═══ PROVIDED RECORDS

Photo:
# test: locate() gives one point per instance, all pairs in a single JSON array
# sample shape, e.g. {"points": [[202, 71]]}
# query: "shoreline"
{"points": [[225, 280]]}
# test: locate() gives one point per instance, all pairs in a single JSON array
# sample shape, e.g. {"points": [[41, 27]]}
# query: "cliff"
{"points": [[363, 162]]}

══════
═══ PROVIDED RECORDS

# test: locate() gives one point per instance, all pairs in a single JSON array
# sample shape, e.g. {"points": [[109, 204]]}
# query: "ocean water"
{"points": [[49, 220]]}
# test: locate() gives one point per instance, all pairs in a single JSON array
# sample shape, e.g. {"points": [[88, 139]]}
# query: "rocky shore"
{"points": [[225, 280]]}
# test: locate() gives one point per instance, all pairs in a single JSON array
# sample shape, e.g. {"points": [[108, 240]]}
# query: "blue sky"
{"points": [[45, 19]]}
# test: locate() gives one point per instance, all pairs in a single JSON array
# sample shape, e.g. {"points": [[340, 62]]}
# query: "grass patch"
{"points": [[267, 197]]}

══════
═══ PROVIDED RECORDS

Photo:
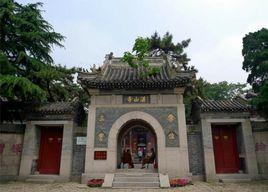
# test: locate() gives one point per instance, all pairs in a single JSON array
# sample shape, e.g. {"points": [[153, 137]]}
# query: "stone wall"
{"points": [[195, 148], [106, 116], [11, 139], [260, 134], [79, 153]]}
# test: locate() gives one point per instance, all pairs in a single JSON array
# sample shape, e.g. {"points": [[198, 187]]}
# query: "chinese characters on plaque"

══════

# [PROBLEM REQUIREMENTS]
Collect every line in the material above that contains the string "query", treating uppercase and lowercase letters as distinct.

# [WRITTEN SOLUTION]
# query: "shoreline"
# query: "cliff"
# query: "ocean water"
# query: "rocky shore"
# query: "blue sky"
# query: "grass patch"
# query: "stone wall"
# query: "chinese characters on plaque"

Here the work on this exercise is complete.